- _WHAT TO DO_
Please render the material below as a numbered list, leaving out any blank lines.

■ ■ ■

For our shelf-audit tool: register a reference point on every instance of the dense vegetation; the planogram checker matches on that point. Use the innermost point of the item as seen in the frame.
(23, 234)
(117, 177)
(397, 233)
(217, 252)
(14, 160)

■ ■ ■

- _FINISHED EXERCISE_
1. For our shelf-audit tool: register a reference point on every instance of the dense vegetation; the planogram checker matches on that point. Use the innermost point of the item as seen in the frame.
2. (23, 234)
3. (117, 177)
4. (397, 233)
5. (217, 252)
6. (14, 160)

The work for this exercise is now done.